----- TEXTE FOURNI -----

Cette opération est effectivement inhabituelle, à différents égards, mais la Caisse des dépôts en a l'habitude. Par exemple, nous sommes intervenus récemment dans le cadre de l'offre d'achat de Veolia sur Suez, qui était assez conflictuelle. Nous avons participé à la conclusion d'un accord en prenant 20 % du capital de Suez. Cette souplesse, sous l'autorité de la commission de surveillance, est précieuse. À court terme, je ne vois pas d'autre opération sur la place demandant notre intervention.
Nous pensons que l'on peut agir dans le cadre d'un capitalisme éthique et responsable ; cette ligne de conduite guide d'ailleurs notre action dans tous les domaines. La priorité que nous allons continuer à fournir à l'équipe de direction concerne les résidents, les malades et les salariés. Une entreprise est d'abord une communauté humaine et son principal objet est de remplir sa mission vis-à-vis de ses clients, de ses partenaires et de ses bénéficiaires : les actionnaires ne sont que des apporteurs de capitaux.

-----

§ TRAVAIL DEMANDÉ:
1 > Répondez aux questions suivantes sur le texte consacré à l'intervention de la Caisse des dépôts.
(a) Quelle part du capital de Suez la Caisse des dépôts a-t-elle prise ?
(b) Dans le cadre de quel capitalisme le texte affirme-t-il que l'on peut agir ?
(c) Selon le texte, que ne sont que les actionnaires ?
2 > Rédigez la suite du texte sur l'intervention de la Caisse des dépôts à partir de sa dernière phrase.

----- ENTRÉES DE DONNÉES -----

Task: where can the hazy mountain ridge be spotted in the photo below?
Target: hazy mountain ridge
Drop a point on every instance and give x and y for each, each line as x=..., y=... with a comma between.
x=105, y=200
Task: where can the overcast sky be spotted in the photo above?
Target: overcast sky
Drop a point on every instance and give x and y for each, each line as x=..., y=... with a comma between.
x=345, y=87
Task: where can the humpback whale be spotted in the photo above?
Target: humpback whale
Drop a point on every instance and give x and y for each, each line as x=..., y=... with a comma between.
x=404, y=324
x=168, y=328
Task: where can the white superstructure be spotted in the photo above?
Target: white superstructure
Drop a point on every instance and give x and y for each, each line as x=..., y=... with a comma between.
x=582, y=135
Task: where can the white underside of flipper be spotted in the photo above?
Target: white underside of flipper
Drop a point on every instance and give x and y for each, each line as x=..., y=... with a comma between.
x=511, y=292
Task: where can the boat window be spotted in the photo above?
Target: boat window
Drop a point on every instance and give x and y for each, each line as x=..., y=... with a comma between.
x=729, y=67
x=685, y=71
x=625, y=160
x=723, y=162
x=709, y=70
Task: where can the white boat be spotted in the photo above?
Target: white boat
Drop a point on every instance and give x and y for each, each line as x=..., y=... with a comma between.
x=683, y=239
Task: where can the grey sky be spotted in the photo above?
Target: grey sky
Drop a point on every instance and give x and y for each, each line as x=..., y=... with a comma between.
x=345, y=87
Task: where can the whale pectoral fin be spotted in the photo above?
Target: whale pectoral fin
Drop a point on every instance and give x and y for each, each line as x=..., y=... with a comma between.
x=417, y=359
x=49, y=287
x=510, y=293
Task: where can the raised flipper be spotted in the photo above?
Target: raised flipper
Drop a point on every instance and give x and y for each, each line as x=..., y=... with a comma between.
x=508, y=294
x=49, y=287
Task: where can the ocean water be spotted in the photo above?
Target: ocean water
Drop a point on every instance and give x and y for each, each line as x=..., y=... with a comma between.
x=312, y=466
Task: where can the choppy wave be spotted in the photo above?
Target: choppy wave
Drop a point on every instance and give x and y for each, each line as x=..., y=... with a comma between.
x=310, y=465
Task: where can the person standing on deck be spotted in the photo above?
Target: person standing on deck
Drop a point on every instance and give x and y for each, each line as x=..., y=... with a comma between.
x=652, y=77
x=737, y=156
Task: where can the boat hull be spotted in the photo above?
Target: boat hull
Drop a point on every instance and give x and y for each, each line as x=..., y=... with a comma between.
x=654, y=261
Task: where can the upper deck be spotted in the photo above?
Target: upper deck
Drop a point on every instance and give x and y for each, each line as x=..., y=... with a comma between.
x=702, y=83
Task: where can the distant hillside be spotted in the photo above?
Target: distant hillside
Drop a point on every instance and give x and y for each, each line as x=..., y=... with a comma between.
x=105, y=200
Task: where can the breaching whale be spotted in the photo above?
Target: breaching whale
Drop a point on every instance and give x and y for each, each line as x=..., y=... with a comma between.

-----

§ CORRIGÉ:
1 >
(a) Elle a pris 20 % du capital de Suez.
(b) On peut agir dans le cadre d'un capitalisme éthique et responsable.
(c) Les actionnaires ne sont que des apporteurs de capitaux.

2 >
Dans le cas d'Orpea, nous ne prélèverons pas de dividendes pendant au moins trois ans et nous avons décidé que la rentabilité d'Orpea serait inférieure à ce qu'elle était au préalable. Je rappelle que la valorisation de l'entreprise diffère grandement selon les prévisions en matière de taux de marge, de rémunération de salariés et du nombre d'aidants. Nous souhaitons ainsi nous rapprocher le plus possible dans le temps du nombre d'aidants par résident proposé par la défenseure des droits, soit un ratio de 0,8. Chaque mois, Orpea recrute 600 à 700 personnes pour augmenter ce taux d'aidants. La rentabilité en sera nécessairement dégradée, mais notre priorité concerne la qualité des soins. Par ailleurs, des contraintes relatives aux missions de service public sont imposées à Orpea, puisque s'occuper des personnes âgées constitue une mission de service public.
En matière de gouvernance, cette participation stratégique sera suivie de manière régulière, grâce à un dialogue direct avec l'équipe de direction et le suivi d'indicateurs. Si jamais des difficultés apparaissent ou si le plan de marche n'est pas respecté, la Caisse des dépôts corrigera le tir afin que les engagements que nous prenons devant vous soient respectés, comme elle fait de manière très active pour ses autres participations.
Le parc immobilier était évalué à plus de 8 milliards d'euros. Il est aujourd'hui évalué dans les comptes à 6,5 milliards. Cet ajustement de valeur du parc est lié à deux facteurs. En premier lieu, les loyers payés par les Ehpad étaient dans certains cas trop élevés. Ils ont été diminués, ce qui entraîne mécaniquement une baisse de la valeur des murs sur lesquels le propriétaire, en l'occurrence la même société, prélève un loyer. En second lieu, la hausse des taux d'intérêt que nous connaissons actuellement entraîne une diminution de la valeur de la plupart des actifs immobiliers. Ces deux facteurs conjugués expliquent donc cet ajustement, qui a été validé par les commissaires aux comptes.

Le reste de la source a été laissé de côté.